Problem to solve
Only one stretch of the listing below is wanted: the line with "Mark each instance of the rolled-up" and all lines after it. Reproduce that stretch exactly.

Records supplied
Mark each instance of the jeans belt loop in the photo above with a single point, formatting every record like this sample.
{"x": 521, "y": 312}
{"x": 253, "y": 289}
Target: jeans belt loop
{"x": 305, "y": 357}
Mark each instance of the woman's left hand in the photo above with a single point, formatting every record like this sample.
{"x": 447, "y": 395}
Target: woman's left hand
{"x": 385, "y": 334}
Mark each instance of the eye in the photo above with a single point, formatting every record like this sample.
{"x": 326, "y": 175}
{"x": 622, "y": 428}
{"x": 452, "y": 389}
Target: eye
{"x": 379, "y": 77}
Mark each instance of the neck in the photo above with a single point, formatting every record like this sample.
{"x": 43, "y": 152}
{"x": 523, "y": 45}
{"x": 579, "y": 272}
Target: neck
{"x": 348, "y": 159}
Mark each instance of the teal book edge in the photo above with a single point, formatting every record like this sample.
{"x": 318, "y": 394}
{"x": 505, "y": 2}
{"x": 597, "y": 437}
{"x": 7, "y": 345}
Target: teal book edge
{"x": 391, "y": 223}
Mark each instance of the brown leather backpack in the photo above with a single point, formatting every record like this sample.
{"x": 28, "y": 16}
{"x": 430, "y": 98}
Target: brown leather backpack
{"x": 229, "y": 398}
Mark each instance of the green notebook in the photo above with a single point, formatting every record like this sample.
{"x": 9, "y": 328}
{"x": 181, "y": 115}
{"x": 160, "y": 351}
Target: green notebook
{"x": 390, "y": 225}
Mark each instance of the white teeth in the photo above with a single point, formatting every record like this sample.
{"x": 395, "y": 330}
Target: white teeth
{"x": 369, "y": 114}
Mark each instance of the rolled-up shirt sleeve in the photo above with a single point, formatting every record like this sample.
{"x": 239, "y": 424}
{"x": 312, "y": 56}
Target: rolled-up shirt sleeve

Written response
Mark each instance of the rolled-up shirt sleeve in the photo above with a single point, formatting every record like this sample.
{"x": 239, "y": 424}
{"x": 312, "y": 56}
Target: rolled-up shirt sleeve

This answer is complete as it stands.